Selected passage:
How does uber payment works?

User book a cab, but the payment is done after the user arrive at the destination. What happens if the user disconnect (intentionally or not) halfway during the trip?

Implementing dynamic pricing is also possible.

Reverse Engineering

  • Why does YouTube pause the video play after a while? Maybe because they have complex event processing to determine the users activity - active, idle, picky(when they click another link before the first video payback is completed) etc.

  • Why does Facebook like still works when it’s offline? Because they debounce it. There’s no merit in showing real time like counter since it can be taxing fro performance. Thus it is better to only make the call after user is idle, his also prevents abuse on the system.

  • Why does grab shows finding for driver? It’s basically an asynchronous process working to match the drivers in the background based on the current location, whether the driver has accepted the request, or whether the driver has sufficient rating to be recommended. Note that it’s not necessary the first driver that would be selected. A bunch of drivers can first accept the passenger, then the algorithm will decide if they can take the passenger based on the rating.

  • Why does Facebook implement reaction into the comments instead of like? The like allows them to find what content is popular. Reaction however, kills two birds with a stone. First, the sum of all the reactions is similar to the like. In addition, they can also grab the user's sentiment for sentiment analysis.

IDM (Internet Downloader Manager)

Create a basic version of internet downloader manager.

Using client processing power

Find ways to make client do more work and send statistics to the server rather than performing the job on the server side. This delegation allows the work to scale across and the server is only responsible for validating and storing the data they received from the client.

Check the implementation of hashcash and see how to implement a basic one.

p2p

design a p2p network for synchorization of data. It requires the capabilities to detect new peers/drop existing peers, and searching for the best peer to sync data. Also, malicious peers should be dropped.

  • p2p distribution of data is a little complicated. There's no way to ensure equal distribution of data among the nodes. Consider the following - what happens when there are no nodes? There are no source of data. What happens when we set a restriction so that only one node can process x amount of data. It might work for reasonable size of node, but when there is only one node left, it will get locked from sending the data. If there are too many, the peers will be busy looking for other nodes to check if they can provide the data.

Dataset excerpts:

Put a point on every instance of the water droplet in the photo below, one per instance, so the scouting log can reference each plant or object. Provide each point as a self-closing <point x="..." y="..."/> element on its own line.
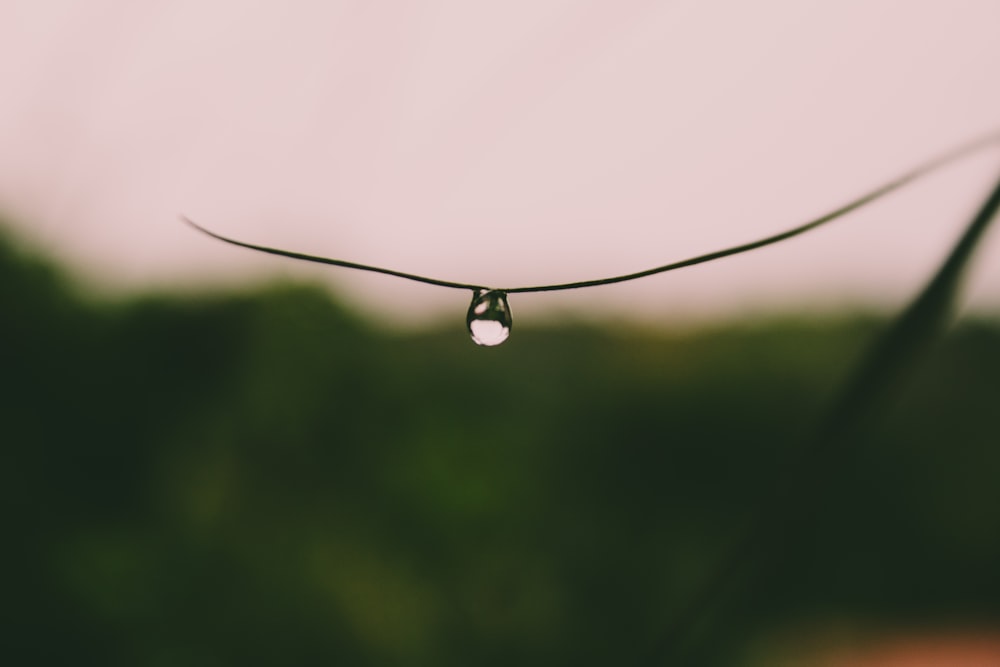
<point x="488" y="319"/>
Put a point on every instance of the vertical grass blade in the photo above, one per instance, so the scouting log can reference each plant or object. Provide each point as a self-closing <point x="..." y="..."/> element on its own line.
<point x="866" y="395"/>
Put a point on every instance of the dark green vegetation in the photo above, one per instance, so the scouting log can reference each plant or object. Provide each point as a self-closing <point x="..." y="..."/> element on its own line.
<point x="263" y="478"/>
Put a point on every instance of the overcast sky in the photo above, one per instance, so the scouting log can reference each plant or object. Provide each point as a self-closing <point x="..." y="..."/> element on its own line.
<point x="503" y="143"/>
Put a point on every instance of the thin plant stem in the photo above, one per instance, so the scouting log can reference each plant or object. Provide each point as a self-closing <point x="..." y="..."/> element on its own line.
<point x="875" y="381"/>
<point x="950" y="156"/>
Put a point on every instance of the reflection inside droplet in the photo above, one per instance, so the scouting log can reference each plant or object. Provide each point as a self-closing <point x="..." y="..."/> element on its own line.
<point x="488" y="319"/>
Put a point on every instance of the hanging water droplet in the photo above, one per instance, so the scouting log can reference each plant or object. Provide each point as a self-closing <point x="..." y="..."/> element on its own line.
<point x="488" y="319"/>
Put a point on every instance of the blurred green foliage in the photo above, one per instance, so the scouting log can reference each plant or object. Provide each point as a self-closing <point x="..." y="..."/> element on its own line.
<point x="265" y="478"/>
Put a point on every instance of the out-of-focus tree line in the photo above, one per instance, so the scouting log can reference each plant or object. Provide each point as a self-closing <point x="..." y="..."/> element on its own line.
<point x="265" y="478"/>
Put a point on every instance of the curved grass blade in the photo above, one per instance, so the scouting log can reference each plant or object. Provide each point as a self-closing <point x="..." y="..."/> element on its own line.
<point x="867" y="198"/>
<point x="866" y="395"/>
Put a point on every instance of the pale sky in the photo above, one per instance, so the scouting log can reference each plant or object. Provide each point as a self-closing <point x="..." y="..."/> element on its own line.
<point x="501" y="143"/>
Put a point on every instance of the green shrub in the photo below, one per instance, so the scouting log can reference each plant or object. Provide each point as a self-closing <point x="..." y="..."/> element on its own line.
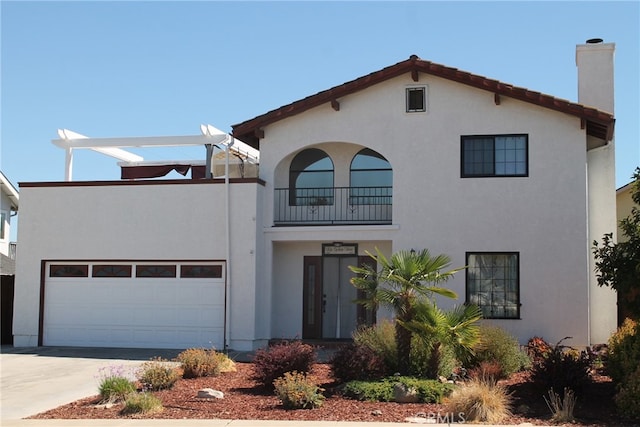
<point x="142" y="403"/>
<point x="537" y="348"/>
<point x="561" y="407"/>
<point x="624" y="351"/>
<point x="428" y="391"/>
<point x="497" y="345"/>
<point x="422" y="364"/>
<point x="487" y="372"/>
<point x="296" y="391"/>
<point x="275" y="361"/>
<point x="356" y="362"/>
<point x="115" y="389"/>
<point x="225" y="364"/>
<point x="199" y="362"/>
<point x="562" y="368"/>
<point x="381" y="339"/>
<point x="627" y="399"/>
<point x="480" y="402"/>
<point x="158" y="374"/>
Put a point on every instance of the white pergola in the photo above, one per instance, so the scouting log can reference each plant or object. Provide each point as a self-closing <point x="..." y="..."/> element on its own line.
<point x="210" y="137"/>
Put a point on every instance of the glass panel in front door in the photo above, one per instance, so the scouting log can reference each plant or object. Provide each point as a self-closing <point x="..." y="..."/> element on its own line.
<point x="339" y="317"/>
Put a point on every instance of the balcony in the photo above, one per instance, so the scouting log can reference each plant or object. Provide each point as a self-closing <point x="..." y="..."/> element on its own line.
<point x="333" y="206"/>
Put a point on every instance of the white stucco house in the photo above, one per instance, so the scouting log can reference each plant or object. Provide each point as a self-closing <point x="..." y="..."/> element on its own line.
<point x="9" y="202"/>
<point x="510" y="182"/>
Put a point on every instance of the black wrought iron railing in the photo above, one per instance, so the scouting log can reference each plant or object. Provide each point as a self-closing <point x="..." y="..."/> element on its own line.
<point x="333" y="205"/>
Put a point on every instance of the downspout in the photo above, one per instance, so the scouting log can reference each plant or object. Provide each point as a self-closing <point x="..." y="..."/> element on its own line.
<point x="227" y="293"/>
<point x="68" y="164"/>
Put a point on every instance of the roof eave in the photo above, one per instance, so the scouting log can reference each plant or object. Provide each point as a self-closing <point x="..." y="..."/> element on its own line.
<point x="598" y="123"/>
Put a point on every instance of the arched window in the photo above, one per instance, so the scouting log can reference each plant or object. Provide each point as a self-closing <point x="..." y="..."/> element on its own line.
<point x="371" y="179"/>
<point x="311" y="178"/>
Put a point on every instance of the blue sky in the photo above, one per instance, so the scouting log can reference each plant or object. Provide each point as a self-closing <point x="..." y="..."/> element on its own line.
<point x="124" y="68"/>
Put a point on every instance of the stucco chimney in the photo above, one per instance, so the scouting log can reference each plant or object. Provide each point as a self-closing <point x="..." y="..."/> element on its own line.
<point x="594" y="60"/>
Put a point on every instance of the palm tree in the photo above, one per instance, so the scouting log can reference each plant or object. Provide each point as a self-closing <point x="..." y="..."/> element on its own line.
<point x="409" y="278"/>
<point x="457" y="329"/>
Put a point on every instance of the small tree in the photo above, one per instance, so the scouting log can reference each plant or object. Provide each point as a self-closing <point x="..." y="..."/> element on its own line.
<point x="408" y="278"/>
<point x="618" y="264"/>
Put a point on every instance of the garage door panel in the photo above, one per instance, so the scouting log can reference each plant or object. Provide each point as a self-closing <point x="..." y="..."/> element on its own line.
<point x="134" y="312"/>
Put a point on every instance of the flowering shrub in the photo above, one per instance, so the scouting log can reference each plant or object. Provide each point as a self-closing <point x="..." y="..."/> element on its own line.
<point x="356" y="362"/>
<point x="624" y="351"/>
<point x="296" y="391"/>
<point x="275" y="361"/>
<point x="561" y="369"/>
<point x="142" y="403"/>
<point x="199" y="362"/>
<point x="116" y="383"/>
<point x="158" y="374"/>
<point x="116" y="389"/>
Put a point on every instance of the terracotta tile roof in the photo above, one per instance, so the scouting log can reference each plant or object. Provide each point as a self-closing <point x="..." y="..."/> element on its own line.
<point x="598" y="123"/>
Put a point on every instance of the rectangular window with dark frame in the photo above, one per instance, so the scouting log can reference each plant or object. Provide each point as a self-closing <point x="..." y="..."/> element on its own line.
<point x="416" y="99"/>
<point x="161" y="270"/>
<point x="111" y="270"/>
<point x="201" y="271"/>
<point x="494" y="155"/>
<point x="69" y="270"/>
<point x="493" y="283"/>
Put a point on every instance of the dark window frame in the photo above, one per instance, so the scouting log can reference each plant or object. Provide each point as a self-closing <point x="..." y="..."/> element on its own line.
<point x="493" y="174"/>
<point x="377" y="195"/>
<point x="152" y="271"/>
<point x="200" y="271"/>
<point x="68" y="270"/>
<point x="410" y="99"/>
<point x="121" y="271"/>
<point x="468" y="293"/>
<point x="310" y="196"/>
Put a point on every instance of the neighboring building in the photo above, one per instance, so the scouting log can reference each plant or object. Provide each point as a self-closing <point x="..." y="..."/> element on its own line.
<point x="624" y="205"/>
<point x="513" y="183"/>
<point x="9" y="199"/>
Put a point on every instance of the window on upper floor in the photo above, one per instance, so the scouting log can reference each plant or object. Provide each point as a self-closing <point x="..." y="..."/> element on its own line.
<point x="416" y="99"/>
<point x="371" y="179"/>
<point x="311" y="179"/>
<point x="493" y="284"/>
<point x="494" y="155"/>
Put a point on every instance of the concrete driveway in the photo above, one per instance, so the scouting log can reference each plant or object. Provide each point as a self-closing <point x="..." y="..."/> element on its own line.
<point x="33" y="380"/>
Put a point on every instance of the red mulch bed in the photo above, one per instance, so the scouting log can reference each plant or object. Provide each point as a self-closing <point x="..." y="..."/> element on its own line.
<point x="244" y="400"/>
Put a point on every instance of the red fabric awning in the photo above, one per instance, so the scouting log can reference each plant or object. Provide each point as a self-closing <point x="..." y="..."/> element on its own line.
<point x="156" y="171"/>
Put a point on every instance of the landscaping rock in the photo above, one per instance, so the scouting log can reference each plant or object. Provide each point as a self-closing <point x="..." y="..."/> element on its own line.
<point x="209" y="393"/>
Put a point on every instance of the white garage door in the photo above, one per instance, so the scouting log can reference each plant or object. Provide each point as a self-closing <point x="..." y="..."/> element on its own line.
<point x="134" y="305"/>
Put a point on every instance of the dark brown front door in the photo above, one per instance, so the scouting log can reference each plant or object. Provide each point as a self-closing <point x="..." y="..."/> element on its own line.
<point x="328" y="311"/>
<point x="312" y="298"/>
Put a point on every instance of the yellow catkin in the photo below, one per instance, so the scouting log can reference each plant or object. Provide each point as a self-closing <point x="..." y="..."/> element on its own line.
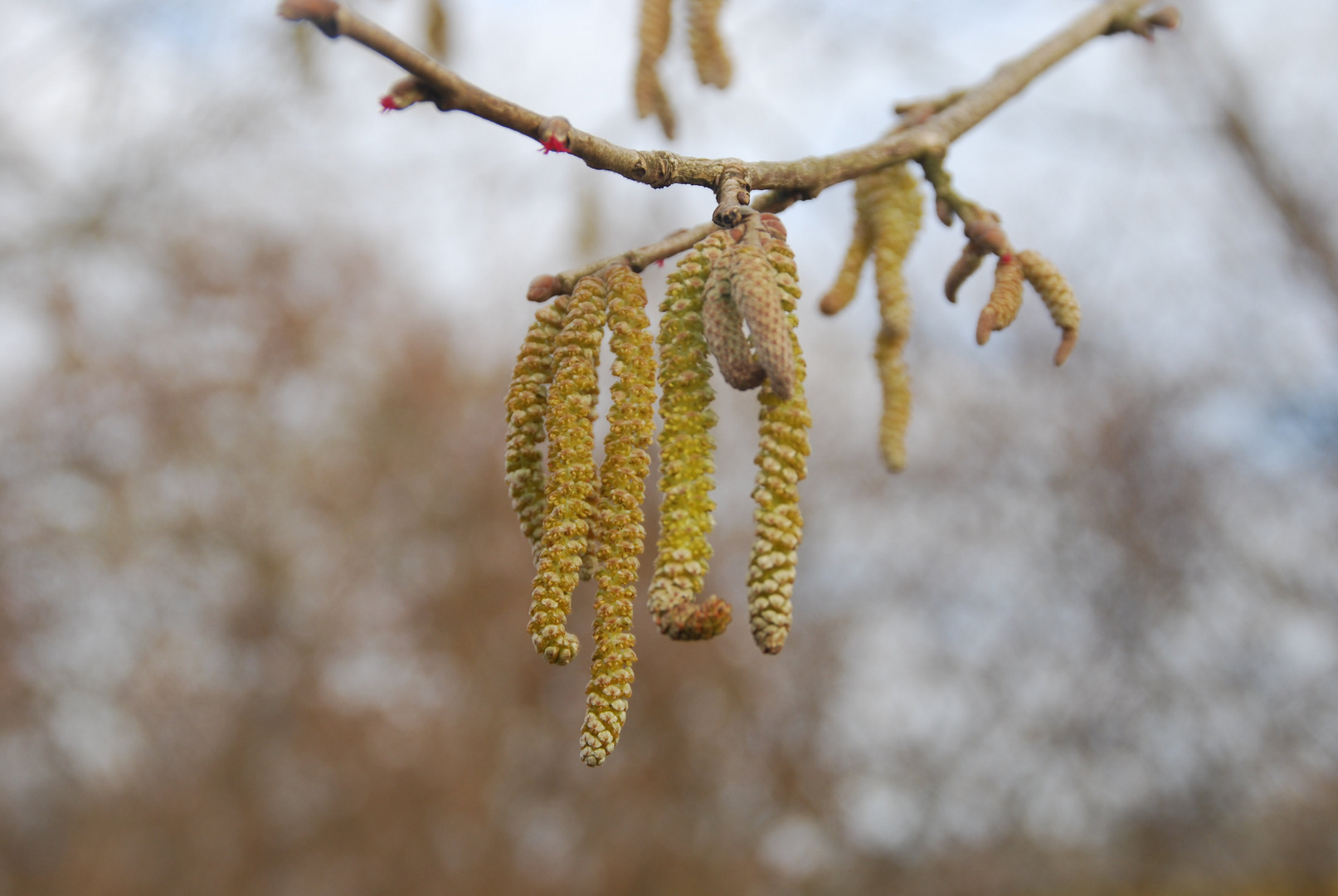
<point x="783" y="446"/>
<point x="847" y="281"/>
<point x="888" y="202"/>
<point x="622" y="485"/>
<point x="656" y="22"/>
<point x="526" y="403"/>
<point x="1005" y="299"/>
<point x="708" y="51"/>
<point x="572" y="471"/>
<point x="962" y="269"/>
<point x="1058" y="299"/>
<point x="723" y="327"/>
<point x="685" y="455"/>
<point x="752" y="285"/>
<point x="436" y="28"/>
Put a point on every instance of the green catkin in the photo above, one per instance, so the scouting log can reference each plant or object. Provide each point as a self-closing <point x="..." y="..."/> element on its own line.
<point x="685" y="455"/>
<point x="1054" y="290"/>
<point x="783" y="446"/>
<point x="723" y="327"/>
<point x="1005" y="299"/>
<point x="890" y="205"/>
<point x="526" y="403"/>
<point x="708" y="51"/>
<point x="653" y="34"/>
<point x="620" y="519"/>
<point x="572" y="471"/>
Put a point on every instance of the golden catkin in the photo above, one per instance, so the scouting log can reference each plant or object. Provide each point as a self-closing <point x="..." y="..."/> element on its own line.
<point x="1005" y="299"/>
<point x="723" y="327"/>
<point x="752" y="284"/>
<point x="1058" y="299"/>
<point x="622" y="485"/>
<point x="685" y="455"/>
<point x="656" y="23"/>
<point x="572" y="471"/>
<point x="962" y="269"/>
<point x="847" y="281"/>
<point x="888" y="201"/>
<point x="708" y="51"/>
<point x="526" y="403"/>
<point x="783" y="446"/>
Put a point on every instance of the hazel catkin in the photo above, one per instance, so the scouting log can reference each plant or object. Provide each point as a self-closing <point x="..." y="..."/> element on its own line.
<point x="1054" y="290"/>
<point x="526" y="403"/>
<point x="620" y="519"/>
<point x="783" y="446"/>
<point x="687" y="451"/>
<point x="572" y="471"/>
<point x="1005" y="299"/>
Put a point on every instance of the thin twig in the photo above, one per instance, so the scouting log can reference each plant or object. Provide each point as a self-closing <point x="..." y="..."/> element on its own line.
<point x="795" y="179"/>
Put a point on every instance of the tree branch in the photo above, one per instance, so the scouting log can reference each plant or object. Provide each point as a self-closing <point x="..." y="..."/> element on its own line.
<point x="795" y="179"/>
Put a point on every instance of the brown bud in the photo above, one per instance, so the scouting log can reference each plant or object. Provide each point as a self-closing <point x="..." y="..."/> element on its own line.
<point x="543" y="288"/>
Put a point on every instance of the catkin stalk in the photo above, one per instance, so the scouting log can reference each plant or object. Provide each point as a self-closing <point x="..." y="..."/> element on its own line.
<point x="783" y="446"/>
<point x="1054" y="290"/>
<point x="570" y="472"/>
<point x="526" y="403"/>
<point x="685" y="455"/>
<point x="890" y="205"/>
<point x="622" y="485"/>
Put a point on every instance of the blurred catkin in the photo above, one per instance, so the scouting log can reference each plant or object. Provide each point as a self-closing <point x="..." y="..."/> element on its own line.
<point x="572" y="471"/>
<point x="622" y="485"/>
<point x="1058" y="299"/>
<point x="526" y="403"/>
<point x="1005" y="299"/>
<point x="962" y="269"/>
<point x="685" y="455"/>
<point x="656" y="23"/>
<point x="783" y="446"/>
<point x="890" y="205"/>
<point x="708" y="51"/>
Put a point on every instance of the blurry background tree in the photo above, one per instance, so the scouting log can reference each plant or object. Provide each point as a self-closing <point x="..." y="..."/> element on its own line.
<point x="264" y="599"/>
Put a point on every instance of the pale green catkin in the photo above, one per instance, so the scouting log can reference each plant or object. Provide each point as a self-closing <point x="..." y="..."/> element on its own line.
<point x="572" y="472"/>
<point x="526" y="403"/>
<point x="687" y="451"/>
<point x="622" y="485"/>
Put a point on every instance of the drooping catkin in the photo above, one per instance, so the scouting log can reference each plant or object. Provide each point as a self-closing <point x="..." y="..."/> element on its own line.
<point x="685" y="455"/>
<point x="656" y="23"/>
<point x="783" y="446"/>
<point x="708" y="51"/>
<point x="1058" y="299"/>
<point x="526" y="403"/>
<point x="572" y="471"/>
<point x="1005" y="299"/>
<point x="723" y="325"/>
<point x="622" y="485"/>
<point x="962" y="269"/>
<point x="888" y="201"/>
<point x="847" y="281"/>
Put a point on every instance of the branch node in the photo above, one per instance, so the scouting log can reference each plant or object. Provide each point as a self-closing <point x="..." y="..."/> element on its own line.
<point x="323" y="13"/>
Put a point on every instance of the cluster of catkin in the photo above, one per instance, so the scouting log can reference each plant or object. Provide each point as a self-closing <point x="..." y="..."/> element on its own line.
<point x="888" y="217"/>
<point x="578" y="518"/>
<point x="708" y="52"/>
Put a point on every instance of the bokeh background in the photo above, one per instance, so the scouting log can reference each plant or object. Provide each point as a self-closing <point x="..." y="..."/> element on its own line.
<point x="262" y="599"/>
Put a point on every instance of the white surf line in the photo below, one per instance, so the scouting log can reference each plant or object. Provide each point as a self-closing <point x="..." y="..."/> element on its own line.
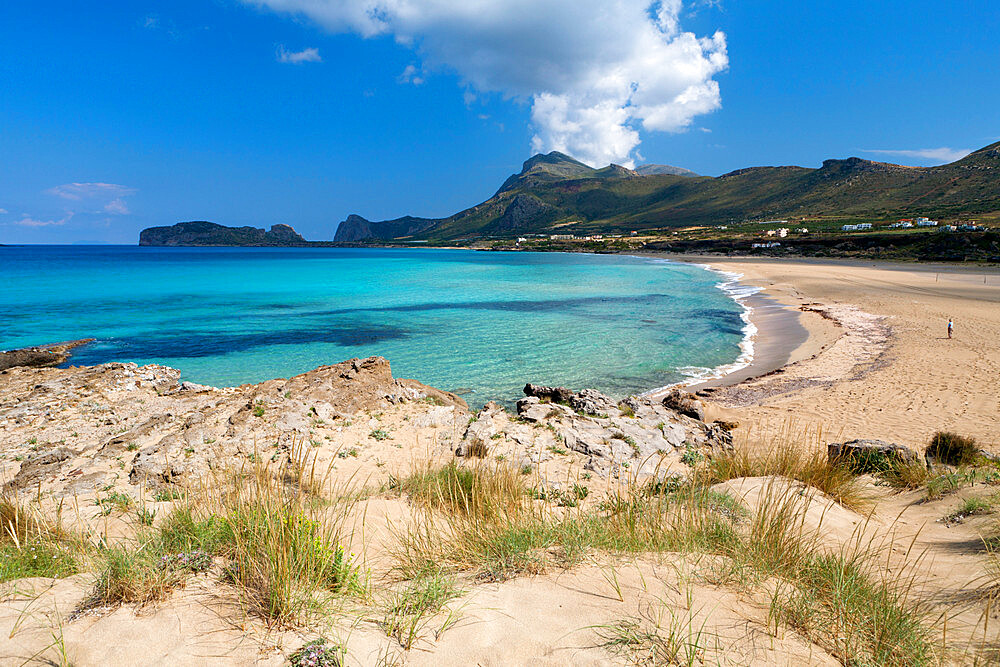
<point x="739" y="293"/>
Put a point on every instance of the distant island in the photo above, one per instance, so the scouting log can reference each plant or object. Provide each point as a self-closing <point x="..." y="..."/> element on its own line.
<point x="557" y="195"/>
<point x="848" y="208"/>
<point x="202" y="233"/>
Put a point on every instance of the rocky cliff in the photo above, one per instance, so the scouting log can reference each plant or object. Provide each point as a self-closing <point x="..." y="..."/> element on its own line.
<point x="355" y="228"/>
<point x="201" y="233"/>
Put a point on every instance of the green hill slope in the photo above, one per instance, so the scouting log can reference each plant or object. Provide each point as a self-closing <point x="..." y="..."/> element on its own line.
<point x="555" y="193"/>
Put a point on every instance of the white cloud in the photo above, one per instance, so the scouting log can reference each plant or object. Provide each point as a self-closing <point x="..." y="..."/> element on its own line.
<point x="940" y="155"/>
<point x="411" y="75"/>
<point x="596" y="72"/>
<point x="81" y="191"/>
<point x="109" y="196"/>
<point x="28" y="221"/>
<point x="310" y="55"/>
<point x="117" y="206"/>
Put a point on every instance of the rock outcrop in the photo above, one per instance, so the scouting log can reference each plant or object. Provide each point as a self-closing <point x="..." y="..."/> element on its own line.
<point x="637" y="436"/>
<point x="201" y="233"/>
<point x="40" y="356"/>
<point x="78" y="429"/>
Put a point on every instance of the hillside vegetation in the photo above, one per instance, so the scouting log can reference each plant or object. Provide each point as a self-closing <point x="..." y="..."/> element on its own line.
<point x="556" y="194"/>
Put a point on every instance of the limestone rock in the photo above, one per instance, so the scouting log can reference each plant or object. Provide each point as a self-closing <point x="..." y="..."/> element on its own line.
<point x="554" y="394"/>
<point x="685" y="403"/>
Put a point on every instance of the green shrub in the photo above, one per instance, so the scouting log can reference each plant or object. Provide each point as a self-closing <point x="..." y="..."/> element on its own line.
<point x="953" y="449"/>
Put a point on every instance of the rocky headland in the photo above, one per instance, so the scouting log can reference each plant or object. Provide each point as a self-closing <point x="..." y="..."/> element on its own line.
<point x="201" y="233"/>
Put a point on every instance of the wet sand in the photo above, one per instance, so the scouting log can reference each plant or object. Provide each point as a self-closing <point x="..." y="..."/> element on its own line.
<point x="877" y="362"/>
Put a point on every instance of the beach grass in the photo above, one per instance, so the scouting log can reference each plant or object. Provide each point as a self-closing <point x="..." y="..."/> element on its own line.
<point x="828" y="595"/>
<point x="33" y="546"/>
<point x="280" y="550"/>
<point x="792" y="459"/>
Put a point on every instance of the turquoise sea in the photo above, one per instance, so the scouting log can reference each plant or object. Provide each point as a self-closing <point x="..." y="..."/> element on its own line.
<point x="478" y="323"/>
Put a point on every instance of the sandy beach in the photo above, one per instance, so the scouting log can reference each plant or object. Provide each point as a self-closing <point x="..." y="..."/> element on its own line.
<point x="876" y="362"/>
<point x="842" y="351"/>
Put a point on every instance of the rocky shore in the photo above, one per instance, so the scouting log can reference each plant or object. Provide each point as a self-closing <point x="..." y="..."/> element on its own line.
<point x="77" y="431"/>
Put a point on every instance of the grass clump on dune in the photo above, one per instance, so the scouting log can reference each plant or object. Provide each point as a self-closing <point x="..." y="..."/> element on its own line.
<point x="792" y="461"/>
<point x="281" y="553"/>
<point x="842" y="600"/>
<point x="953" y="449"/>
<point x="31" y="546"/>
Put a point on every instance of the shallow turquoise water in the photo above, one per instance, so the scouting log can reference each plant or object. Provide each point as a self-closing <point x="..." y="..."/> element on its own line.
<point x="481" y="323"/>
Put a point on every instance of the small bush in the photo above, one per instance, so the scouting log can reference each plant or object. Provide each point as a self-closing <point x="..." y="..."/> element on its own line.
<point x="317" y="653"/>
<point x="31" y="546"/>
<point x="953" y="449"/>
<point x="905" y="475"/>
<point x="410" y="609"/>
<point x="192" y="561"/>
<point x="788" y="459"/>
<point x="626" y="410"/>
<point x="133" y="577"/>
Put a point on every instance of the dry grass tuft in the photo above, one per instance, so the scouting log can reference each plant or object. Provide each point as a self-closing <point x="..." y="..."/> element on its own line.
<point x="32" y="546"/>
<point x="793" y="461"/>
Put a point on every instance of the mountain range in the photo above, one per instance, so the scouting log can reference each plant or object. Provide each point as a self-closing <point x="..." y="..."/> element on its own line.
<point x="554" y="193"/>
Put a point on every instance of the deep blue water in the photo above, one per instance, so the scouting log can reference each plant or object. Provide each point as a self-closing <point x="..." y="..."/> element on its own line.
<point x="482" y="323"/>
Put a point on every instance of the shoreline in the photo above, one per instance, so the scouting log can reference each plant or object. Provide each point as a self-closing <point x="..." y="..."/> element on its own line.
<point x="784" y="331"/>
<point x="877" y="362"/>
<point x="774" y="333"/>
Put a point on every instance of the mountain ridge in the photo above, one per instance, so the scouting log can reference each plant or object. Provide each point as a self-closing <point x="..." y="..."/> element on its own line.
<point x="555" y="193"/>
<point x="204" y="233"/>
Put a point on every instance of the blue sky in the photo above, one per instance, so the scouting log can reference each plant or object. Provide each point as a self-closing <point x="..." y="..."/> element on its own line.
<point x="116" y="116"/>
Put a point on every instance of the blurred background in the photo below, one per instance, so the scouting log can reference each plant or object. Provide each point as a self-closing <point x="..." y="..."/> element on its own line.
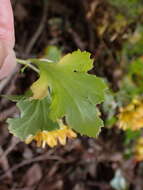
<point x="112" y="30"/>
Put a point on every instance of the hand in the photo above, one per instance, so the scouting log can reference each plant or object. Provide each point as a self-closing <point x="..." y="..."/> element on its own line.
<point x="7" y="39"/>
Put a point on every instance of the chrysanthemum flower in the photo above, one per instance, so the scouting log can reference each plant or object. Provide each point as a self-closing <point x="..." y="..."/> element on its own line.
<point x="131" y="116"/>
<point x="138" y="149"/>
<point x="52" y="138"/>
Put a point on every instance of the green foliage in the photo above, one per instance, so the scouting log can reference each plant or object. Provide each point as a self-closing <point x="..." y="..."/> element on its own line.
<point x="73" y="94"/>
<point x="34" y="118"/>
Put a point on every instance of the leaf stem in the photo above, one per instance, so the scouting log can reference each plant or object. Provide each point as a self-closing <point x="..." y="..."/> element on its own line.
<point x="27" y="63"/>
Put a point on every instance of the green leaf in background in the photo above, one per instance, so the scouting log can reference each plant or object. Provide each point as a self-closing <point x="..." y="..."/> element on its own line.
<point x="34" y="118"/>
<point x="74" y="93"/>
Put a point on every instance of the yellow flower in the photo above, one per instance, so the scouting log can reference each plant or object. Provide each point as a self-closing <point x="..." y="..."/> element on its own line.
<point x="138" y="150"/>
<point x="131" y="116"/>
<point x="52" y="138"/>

What the exercise asks:
Reproduce the part of the system design notes starting with "design a p2p" and going on through "provide the data.". The entries have no connection to the system design notes.

Finished exercise:
design a p2p network for synchorization of data. It requires the capabilities to detect new peers/drop existing peers, and searching for the best peer to sync data. Also, malicious peers should be dropped.

  • p2p distribution of data is a little complicated. There's no way to ensure equal distribution of data among the nodes. Consider the following - what happens when there are no nodes? There are no source of data. What happens when we set a restriction so that only one node can process x amount of data. It might work for reasonable size of node, but when there is only one node left, it will get locked from sending the data. If there are too many, the peers will be busy looking for other nodes to check if they can provide the data.